§ Provided records:
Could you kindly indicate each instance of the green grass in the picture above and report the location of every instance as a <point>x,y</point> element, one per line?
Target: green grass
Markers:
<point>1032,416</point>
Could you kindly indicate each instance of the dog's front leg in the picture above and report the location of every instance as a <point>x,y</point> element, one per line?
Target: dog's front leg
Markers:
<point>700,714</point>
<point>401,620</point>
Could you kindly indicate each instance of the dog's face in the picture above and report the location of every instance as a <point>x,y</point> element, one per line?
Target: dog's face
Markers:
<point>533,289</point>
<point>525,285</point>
--
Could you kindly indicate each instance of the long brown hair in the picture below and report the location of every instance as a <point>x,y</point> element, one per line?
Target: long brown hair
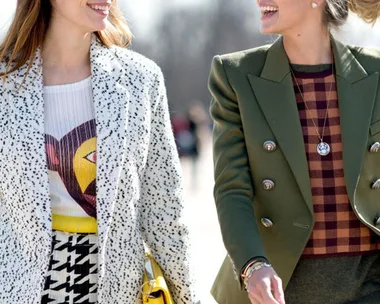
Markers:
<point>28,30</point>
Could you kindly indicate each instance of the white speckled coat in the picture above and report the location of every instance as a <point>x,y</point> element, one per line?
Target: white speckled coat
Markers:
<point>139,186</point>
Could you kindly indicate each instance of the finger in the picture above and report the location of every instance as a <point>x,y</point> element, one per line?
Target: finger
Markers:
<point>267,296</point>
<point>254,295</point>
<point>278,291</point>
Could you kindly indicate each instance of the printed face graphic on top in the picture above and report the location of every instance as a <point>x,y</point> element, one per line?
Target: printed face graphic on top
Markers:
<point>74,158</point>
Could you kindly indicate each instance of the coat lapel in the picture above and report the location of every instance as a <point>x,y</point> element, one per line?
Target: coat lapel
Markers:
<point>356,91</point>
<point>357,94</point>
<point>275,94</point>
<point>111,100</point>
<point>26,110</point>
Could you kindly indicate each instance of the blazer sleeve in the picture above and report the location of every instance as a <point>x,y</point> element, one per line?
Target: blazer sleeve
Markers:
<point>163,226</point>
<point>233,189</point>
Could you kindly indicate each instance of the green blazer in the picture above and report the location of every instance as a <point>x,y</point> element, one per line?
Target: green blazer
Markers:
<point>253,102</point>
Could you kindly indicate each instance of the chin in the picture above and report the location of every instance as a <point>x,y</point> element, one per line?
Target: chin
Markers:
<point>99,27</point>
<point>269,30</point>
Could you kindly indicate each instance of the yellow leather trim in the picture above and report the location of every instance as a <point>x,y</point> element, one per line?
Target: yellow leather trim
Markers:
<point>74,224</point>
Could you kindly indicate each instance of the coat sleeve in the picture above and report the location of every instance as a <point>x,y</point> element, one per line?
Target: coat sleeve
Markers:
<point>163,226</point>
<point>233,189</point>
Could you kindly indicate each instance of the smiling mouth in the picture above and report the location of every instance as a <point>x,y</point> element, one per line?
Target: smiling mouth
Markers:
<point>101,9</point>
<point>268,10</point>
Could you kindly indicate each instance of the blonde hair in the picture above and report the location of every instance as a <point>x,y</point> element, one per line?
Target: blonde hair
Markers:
* * *
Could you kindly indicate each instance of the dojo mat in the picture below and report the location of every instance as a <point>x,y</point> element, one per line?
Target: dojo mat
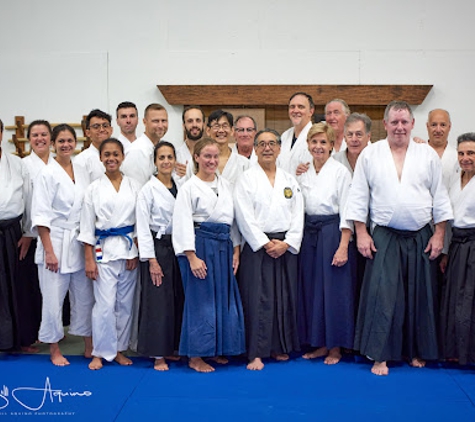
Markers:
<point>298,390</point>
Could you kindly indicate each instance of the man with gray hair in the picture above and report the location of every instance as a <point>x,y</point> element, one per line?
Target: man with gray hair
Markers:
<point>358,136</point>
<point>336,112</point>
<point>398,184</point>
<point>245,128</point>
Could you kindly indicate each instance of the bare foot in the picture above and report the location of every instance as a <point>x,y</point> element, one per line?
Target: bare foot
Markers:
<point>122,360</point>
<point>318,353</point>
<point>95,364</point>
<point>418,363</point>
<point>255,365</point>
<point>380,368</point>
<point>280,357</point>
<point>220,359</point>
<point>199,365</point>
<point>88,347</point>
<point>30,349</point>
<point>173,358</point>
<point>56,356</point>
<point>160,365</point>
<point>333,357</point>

§ What to produce:
Copy out the items above between the line holding "Could you kindly indicate each instance of the coat lapel" and the line holding "<point>74,224</point>", inclusive, reproducing each line precisely.

§ Task output:
Could you kindly indicate each instance of the coat lapel in the picture above and report the location of every instance as a <point>x,y</point> element, one per line?
Target: coat lapel
Markers:
<point>356,91</point>
<point>357,94</point>
<point>275,94</point>
<point>111,100</point>
<point>26,110</point>
Could you kindly indicate each instance of the blazer sleeve in the picture above and report the location of every instance as a <point>x,y</point> element, one per line?
Target: blazer sleeve
Markers:
<point>163,226</point>
<point>233,189</point>
Could you kindly indicate each instance of the green blazer in the picture above and report the location of every instance as a <point>x,y</point> element, one per line?
Target: green blazer
Markers:
<point>253,102</point>
Could you kindly indicate each instance of the chin in the picture above and report the location of every instance as a <point>x,y</point> element, one per line?
Target: chin
Markers:
<point>99,27</point>
<point>269,30</point>
Could you kindly indicate each instance of the yellow leather trim in the picture above and report the location of every instance as a <point>x,y</point> element, one per line?
Target: yellow leather trim
Markers:
<point>74,224</point>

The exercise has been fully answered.